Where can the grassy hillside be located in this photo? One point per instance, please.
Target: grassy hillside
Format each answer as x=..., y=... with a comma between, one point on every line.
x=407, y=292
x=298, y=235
:::::
Reproduce the entries with every occurrence of "grassy hillside" swapped for "grassy slope". Leave everything else unchanged.

◆ Finished task
Where can the grassy slope be located in this photo? One point per instance, please.
Target: grassy slope
Format each answer as x=..., y=... with a comma between, one point on every line.
x=407, y=292
x=298, y=235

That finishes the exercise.